Dataset extract section start

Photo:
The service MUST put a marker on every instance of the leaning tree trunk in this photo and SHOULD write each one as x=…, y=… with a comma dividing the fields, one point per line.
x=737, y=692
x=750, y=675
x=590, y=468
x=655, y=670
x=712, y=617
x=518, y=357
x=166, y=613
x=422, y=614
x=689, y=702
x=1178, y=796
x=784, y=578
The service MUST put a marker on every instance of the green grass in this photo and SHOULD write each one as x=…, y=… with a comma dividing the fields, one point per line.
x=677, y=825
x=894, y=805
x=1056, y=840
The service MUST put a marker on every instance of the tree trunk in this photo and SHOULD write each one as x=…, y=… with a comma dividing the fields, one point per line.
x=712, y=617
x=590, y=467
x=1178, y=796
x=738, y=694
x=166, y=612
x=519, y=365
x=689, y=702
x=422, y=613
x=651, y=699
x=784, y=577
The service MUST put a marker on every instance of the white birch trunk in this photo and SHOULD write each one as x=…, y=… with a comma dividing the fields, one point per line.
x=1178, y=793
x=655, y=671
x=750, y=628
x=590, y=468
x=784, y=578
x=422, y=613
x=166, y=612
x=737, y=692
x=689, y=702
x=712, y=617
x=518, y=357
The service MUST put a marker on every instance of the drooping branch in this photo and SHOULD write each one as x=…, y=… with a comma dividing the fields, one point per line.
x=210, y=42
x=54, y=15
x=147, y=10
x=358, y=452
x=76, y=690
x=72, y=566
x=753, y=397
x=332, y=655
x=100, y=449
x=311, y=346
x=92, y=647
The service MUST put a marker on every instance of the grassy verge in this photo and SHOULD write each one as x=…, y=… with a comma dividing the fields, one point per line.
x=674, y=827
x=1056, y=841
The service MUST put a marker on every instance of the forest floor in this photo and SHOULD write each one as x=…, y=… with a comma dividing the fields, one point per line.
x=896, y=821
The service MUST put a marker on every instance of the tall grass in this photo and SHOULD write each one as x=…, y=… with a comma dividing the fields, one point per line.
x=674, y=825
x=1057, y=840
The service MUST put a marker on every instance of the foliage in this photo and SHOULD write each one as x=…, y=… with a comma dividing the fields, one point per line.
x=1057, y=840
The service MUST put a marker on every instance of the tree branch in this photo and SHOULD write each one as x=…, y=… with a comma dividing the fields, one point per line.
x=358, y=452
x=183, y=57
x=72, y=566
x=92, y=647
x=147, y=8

Dataset extract section end

● Problem details
Every line between the one holding "of the foliage" and the end of the listing above, inclusive, must be transcribed exactly; omit all others.

● Response below
The service MUST put a marker on every instance of the foliage in this photo and SHOULD write each one as x=…, y=… with a comma dividing the fields, one point per line.
x=1057, y=840
The service MUST put a marker on every instance of the tree branch in this photo and SHOULD write each one as x=…, y=… with a comma dividing the fields, one point per line.
x=358, y=452
x=183, y=57
x=72, y=566
x=92, y=647
x=147, y=8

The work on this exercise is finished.